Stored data
____________

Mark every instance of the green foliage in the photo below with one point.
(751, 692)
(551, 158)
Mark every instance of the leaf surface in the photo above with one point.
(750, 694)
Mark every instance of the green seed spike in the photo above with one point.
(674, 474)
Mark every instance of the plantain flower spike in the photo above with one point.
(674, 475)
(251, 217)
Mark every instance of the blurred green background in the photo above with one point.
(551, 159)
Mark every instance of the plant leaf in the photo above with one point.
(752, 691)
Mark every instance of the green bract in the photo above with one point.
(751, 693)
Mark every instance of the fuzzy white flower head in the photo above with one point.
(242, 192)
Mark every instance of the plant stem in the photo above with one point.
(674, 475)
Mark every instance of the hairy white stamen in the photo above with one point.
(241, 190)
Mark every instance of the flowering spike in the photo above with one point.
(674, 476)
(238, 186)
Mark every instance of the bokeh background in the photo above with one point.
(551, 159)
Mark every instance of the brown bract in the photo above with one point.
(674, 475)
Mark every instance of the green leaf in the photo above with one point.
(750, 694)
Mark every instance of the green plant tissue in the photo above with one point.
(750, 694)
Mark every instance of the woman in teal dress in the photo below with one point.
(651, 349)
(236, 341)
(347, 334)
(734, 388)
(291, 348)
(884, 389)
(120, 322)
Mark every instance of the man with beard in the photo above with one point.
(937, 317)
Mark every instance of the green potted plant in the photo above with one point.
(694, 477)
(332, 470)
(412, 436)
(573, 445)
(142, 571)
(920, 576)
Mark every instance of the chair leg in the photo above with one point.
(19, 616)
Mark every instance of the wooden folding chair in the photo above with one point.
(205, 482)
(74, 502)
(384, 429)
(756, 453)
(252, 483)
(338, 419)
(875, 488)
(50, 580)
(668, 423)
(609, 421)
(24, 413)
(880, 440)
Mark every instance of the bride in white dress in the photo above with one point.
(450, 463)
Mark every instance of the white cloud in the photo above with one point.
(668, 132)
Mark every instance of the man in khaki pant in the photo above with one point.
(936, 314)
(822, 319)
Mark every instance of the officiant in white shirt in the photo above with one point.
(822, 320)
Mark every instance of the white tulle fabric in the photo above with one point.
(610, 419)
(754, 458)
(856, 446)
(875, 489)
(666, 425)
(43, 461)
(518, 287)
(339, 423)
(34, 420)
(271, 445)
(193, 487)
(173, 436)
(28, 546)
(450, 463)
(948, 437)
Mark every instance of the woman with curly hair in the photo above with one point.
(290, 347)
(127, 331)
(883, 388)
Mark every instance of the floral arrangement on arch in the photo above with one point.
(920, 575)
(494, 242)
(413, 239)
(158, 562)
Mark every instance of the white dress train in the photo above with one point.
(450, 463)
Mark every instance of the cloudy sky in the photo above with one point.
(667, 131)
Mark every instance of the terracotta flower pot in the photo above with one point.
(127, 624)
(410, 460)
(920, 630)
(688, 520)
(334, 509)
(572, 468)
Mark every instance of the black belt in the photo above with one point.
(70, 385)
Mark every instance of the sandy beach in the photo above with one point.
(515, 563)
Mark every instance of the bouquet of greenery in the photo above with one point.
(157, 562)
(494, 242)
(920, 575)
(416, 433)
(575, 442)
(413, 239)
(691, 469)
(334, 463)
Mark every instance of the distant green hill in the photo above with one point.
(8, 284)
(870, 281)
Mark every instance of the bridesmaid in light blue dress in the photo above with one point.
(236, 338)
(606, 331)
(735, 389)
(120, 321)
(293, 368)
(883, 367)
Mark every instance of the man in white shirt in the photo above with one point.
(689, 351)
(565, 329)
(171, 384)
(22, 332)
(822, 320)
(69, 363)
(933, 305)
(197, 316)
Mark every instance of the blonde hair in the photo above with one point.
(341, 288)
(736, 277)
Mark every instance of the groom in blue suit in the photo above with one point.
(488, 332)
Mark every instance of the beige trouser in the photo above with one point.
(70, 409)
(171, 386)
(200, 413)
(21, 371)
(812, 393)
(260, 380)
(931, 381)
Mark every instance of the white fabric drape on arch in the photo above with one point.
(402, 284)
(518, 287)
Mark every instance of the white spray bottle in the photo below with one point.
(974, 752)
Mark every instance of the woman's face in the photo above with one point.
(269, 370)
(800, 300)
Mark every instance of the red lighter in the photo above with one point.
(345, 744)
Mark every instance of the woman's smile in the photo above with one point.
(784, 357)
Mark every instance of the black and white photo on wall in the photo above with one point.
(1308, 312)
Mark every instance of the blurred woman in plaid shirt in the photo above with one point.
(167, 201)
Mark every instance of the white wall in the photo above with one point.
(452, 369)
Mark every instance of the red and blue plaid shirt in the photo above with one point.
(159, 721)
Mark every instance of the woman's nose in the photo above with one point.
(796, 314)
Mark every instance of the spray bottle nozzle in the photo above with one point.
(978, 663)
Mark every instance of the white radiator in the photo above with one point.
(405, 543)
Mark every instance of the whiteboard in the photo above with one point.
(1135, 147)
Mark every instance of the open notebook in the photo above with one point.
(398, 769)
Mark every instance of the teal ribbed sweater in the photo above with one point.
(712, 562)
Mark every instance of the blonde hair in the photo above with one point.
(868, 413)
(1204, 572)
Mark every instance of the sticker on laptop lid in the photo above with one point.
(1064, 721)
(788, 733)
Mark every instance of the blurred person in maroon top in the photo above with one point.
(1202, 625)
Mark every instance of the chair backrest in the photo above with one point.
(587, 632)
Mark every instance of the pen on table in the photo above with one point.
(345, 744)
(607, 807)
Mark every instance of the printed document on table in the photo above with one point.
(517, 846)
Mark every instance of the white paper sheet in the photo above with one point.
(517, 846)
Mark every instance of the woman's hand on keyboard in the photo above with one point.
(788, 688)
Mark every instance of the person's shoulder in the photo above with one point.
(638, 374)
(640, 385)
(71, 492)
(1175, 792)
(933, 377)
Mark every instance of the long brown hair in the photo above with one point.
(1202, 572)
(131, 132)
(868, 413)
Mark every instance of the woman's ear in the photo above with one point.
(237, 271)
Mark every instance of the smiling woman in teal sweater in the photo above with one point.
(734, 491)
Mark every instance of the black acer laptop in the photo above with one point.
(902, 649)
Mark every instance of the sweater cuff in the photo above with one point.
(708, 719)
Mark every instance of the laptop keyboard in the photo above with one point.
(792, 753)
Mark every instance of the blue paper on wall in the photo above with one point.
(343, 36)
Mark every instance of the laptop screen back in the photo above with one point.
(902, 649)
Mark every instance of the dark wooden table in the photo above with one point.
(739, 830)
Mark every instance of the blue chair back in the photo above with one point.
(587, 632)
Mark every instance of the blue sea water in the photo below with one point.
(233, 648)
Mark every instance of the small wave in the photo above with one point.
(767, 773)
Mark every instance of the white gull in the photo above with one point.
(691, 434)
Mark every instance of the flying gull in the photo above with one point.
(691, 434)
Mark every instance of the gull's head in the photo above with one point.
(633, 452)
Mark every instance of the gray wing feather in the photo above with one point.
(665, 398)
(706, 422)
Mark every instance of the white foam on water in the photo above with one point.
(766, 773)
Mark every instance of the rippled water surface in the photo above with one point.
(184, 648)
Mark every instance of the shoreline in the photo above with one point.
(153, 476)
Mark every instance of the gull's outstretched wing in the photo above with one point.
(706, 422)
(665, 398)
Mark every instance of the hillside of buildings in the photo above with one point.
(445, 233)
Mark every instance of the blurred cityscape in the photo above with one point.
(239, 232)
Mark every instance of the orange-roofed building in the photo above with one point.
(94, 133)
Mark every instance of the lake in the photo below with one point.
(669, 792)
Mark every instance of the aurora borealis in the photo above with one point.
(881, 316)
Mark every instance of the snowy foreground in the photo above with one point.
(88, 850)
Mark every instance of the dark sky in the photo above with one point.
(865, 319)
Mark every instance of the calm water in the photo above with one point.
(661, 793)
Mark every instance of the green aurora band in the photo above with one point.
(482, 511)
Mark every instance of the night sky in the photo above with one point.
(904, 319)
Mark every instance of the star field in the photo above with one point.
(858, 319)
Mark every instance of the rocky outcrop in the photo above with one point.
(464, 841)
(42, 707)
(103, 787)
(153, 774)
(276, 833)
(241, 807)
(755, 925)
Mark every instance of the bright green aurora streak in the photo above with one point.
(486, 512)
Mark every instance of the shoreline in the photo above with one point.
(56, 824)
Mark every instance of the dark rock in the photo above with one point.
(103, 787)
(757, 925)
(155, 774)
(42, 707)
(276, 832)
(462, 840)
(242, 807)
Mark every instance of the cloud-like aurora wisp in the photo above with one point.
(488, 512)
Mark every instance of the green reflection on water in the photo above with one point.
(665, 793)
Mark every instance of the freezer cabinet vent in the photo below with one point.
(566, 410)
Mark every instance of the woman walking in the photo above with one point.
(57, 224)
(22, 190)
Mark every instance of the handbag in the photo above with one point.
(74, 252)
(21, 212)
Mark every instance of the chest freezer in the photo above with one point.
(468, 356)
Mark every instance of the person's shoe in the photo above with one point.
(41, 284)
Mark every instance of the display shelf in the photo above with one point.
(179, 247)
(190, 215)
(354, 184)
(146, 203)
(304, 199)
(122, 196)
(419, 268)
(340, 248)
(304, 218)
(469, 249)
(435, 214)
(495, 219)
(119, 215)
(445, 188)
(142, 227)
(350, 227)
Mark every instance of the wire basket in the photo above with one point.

____________

Problem: Output the lines of the listing as a numbered list, omitting any blank lines. Begin at the line containing "Mark every instance of the spray" and end after the line containing "(1135, 147)".

Finished task:
1. Mark every instance of the spray bottle nozzle in the photo above with one point.
2. (978, 663)
3. Mark every instance of the white radiator in the photo above with one point.
4. (405, 543)
5. Mark every instance of the whiteboard in the photo above with one point.
6. (1135, 147)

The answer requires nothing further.